::: Page extract :::

# Frogs & Toads > Pacman Frogs >  Male Pacman Noise Concerns

## ReptileAddiction

So I am extremely interested in getting a pacman. I have done my research and I know what I am doing I think. I do have one question/concern. If I end up with a male what is the noise like? Is it loud? Does it do it all the time? Is there a way to stop it? Will I hear it in the rest of my house? I have tried to find what I am looking for but to no avail. Last time I was at a reptile show (where I will buy this pacman) there was one fairly young male pacman that would not stop croaking. It is one of the largest shows in the U.S. and you could hear that one frog across the entire show and it was very loud. I definitely could not have that. I plan on buying a small juvenile pacman so is that to early to tell the sex? The croaking one at the last show was a size I would be happy with. If they are large enough to sex do the breeders generally have it marked on the deli cups? If I asked them the sex would they be able to tell me? As you can see I am new to the frog world though I have kept a myriad of other reptiles. Thanks!

Sam

----------


## DVirginiana

You can't tell the sex before they are generally old enough to start calling.  The only way to be guaranteed to get a female is to buy an adult.  One way to tell for sure one is a male (other than calling) is that males will have nuptial pads on their front legs.  Mine is a female, so I don't really know how often they call.

----------


## Colleen/Jerrod

That particular male was in breeding mode if he was calling that loud consecutively. When not wanting to breed they may produce territorial calls, which start soft and then gradually get louder, but peak at a certain level and the frog will stop. The frog may also call in response to your voice once it gets used to you. Honestly its not that bad. I have 21 Frogs with 20 of them being Pacman Frogs. My oldest male calls all the time and it is actually soothing to me. I love to hear them vocalize. Once you get used to the sound you will sleep right through it.

::: Dataset :::

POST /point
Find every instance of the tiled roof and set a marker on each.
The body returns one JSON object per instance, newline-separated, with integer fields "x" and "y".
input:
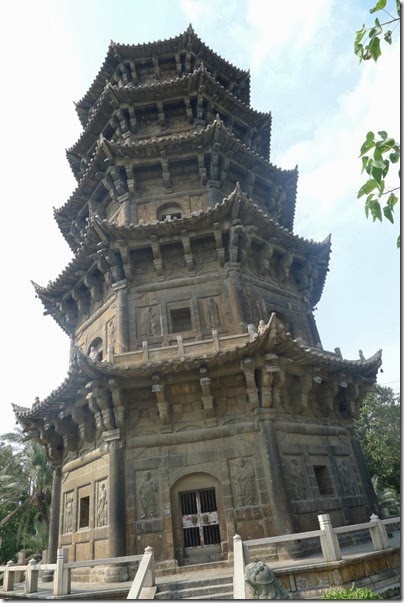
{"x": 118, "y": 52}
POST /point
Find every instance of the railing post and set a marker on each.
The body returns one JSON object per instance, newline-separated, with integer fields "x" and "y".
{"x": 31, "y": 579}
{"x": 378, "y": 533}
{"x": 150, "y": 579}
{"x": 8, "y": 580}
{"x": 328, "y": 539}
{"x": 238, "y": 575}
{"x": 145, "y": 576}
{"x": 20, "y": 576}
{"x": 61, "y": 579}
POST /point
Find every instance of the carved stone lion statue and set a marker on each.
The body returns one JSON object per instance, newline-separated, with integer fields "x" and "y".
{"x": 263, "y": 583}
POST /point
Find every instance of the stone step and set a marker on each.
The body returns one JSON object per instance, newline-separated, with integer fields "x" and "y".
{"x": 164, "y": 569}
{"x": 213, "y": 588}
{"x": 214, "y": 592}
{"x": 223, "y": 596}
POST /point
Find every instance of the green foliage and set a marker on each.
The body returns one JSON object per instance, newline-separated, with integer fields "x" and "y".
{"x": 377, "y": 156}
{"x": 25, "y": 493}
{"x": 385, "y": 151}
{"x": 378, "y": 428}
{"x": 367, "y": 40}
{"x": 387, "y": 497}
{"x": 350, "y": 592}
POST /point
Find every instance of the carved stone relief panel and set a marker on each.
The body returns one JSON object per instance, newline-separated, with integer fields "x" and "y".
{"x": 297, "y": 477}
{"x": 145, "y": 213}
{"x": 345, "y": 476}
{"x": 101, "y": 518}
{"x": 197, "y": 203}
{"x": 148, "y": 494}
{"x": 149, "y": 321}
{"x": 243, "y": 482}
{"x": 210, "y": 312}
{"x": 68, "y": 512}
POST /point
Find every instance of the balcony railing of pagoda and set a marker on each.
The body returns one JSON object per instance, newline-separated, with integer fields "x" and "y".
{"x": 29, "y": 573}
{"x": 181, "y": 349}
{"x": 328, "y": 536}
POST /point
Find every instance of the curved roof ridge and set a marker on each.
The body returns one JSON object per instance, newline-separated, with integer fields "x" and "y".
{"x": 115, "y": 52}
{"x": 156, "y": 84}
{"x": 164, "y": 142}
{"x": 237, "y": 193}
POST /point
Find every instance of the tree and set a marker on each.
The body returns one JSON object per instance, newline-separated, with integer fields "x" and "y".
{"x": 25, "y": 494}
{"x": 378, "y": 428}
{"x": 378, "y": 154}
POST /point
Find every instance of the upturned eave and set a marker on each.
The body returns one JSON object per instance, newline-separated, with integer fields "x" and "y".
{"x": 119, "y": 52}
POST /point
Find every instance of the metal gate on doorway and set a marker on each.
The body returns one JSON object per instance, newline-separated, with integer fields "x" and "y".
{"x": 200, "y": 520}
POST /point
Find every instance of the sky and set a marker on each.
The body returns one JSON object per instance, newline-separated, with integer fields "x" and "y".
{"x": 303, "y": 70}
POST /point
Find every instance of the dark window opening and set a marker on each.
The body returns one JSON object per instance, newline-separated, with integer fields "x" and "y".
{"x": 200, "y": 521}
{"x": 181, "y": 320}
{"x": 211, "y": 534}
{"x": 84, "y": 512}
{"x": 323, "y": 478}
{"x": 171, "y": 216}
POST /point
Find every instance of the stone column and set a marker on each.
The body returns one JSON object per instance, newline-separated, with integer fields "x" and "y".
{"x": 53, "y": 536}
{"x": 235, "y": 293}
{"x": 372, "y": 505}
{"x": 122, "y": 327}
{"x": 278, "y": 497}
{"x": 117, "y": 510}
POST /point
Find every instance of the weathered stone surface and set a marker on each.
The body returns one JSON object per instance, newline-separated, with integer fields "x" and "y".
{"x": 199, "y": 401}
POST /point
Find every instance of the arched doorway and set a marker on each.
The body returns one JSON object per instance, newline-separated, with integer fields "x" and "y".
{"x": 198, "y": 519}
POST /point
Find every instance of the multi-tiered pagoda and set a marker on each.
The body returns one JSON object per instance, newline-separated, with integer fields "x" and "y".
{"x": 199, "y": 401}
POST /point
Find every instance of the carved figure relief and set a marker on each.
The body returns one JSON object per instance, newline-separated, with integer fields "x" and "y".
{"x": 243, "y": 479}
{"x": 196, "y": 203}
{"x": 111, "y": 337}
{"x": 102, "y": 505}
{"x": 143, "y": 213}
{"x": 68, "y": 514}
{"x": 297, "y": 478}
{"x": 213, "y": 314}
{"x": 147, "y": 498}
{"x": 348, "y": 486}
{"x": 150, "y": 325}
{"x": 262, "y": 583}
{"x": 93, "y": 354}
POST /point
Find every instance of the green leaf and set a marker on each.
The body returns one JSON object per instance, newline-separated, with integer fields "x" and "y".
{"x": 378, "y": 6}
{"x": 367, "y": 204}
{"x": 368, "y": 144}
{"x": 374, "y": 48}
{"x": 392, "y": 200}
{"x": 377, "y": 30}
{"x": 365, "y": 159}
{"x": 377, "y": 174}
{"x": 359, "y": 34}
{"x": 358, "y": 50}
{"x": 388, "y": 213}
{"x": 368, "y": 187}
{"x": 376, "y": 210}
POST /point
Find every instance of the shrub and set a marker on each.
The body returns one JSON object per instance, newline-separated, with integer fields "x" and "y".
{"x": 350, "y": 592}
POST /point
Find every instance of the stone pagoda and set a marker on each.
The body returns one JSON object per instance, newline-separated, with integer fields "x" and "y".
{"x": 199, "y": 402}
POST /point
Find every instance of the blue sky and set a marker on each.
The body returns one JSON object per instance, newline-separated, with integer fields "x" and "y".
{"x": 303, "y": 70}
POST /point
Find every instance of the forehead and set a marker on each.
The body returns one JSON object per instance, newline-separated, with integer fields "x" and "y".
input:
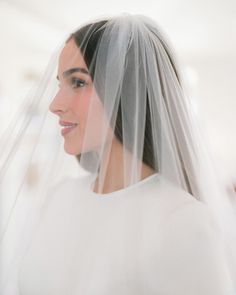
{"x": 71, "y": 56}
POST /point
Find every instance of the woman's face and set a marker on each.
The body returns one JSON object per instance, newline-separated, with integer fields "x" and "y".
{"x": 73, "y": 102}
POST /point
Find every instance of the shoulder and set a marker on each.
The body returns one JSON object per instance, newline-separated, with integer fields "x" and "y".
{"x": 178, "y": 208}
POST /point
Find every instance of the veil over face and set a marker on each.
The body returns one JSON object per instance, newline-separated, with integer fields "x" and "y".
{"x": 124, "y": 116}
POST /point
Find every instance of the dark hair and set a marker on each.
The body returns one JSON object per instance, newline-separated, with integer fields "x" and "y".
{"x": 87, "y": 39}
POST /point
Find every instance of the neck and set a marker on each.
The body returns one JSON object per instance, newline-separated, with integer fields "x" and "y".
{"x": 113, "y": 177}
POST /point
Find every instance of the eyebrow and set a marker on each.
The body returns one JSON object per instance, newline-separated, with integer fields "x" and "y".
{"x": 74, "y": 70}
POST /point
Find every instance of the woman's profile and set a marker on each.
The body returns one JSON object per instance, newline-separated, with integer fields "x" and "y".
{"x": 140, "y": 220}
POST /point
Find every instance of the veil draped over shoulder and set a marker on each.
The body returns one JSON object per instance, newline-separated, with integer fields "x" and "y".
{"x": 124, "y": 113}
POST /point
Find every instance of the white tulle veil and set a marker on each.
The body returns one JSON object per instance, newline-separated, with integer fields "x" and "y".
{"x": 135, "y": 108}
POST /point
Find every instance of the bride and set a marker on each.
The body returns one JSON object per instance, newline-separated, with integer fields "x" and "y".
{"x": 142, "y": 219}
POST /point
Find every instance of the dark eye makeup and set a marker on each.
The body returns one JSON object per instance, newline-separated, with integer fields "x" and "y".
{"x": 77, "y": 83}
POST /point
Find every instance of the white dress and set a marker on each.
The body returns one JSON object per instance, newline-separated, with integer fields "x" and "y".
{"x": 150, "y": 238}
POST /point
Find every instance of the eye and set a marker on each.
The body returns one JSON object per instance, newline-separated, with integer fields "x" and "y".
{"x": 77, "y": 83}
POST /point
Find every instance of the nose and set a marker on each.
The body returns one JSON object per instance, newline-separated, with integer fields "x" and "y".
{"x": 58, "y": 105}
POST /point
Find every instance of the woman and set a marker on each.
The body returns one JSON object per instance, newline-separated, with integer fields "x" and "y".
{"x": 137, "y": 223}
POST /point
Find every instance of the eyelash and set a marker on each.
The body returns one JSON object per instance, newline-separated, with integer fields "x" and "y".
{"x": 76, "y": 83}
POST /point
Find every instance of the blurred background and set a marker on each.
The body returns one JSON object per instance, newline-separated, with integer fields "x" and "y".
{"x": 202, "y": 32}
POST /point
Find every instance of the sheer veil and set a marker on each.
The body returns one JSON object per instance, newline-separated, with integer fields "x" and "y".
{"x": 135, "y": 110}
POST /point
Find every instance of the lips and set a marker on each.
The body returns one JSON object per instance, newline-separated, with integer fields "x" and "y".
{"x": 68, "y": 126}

:::
::: Dataset :::

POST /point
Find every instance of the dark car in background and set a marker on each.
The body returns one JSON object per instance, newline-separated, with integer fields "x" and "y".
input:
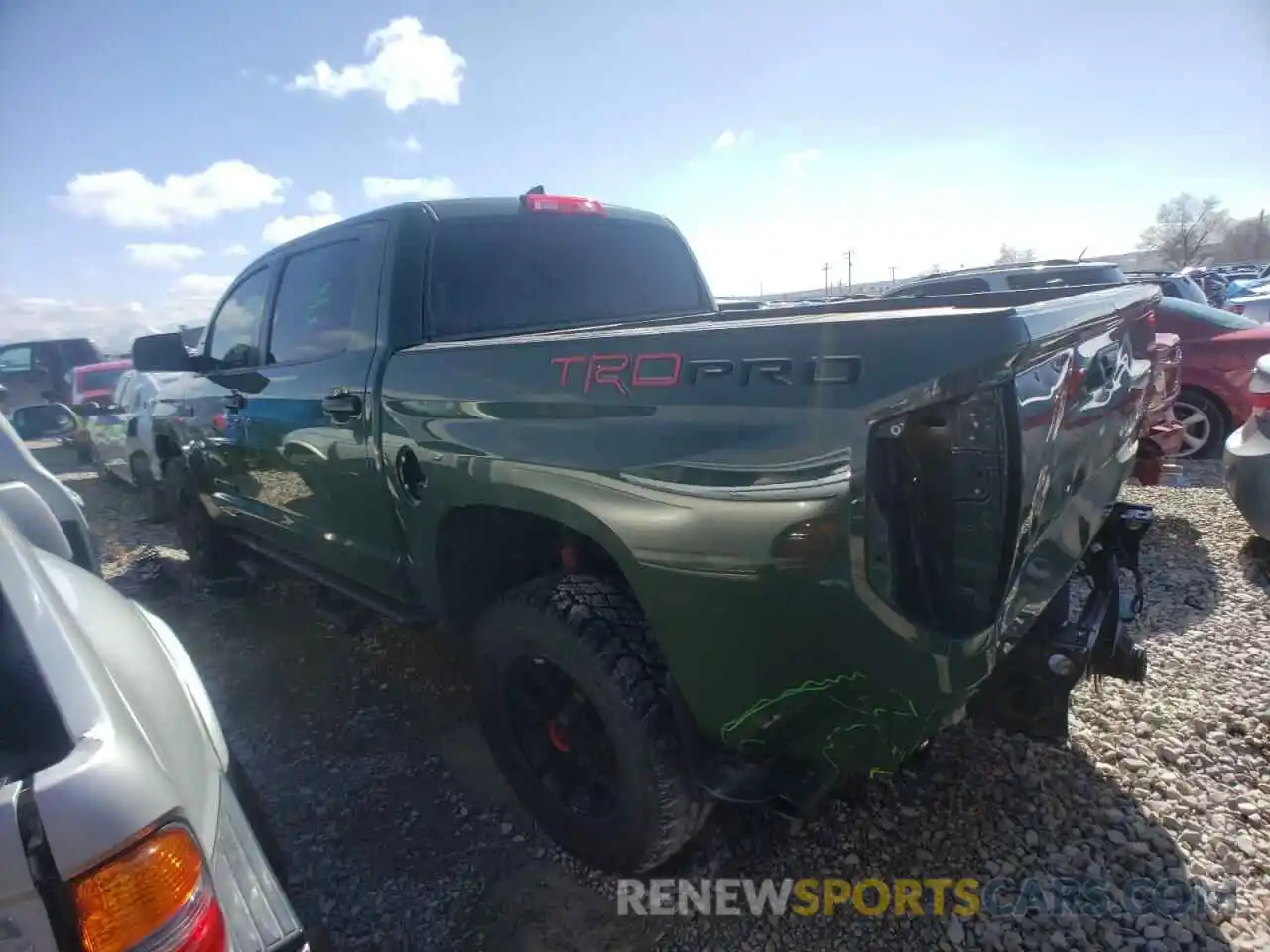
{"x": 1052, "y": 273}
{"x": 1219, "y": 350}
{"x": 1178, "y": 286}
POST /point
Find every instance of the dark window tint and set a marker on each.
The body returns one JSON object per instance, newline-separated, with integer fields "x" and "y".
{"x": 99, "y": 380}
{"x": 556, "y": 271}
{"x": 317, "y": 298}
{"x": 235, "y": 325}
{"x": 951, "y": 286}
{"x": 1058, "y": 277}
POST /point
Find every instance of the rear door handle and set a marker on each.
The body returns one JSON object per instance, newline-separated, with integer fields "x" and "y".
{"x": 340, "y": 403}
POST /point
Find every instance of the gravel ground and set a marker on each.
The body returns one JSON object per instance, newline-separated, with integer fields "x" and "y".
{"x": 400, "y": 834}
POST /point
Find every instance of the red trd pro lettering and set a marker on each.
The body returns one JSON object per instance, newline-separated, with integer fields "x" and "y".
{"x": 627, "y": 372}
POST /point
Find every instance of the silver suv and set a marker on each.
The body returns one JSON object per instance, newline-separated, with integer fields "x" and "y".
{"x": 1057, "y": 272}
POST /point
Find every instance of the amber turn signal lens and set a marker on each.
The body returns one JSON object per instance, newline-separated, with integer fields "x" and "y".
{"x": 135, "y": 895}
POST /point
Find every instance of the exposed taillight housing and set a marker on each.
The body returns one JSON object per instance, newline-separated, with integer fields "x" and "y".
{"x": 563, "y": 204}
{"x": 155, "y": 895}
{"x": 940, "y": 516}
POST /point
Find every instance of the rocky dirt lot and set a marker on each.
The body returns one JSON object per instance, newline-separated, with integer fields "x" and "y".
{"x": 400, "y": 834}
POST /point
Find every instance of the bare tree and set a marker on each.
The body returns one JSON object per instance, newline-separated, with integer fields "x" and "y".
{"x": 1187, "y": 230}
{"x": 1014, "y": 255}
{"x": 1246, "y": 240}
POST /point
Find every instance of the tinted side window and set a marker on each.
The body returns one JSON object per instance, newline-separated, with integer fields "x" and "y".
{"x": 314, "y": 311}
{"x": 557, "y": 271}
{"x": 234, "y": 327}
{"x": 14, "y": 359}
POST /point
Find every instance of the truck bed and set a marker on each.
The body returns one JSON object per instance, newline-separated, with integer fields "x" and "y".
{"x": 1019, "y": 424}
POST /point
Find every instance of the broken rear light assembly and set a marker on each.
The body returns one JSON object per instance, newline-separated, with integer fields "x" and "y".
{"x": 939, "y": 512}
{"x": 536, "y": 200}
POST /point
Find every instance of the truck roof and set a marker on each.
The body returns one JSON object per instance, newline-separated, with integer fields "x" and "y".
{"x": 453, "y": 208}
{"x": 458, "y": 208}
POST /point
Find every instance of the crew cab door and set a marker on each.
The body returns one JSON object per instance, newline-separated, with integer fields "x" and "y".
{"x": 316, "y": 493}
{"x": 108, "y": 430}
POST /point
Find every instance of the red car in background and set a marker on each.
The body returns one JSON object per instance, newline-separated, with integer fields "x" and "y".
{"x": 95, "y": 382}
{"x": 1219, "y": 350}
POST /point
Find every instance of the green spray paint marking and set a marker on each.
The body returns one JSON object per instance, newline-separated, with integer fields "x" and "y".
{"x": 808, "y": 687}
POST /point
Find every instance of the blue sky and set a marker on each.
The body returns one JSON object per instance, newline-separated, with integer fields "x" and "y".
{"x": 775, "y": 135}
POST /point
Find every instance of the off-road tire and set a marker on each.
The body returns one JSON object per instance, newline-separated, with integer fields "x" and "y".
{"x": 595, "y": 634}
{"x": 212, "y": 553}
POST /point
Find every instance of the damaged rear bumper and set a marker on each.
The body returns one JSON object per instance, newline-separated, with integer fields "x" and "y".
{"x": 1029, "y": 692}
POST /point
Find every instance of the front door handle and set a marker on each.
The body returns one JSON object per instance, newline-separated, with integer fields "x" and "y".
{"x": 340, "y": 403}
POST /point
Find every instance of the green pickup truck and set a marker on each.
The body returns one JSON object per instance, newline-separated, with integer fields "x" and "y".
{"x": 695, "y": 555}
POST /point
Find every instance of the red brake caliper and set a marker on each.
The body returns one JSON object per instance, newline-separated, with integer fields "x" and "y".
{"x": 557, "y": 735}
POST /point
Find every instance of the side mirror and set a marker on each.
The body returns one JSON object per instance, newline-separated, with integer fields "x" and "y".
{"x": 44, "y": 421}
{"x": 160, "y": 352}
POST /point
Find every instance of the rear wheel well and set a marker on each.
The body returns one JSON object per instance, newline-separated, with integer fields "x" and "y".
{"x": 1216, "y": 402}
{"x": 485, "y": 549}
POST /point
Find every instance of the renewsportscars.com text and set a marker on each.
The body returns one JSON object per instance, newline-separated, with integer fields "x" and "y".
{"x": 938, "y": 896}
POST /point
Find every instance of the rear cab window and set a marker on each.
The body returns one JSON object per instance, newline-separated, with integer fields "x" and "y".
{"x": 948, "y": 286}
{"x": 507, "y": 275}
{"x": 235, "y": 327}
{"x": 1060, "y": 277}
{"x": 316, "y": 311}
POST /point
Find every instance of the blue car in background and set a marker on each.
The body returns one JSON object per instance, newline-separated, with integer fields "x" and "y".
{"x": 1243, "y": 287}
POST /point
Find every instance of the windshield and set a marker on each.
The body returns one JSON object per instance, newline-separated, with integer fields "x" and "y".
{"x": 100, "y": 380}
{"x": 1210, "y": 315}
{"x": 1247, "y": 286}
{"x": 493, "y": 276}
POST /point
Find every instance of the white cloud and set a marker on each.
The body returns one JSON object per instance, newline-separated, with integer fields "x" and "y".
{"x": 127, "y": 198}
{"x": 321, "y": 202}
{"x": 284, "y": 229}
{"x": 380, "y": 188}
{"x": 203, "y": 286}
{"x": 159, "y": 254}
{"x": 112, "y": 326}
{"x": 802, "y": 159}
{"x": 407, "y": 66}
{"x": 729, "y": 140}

:::

● Exercises:
#1 In the pacman frog thread, put "Once you get used to the sound you will sleep right through it." into Spanish.
#2 Rewrite the pacman frog thread starting with "## Colleen/Jerrod" and going on through "right through it.", and swap "soothing" for "calming".

● Solutions in order:
#1 Una vez que te acostumbres al sonido, dormirás sin que te despierte.

#2
## Colleen/Jerrod

That particular male was in breeding mode if he was calling that loud consecutively. When not wanting to breed they may produce territorial calls, which start soft and then gradually get louder, but peak at a certain level and the frog will stop. The frog may also call in response to your voice once it gets used to you. Honestly its not that bad. I have 21 Frogs with 20 of them being Pacman Frogs. My oldest male calls all the time and it is actually calming to me. I love to hear them vocalize. Once you get used to the sound you will sleep right through it.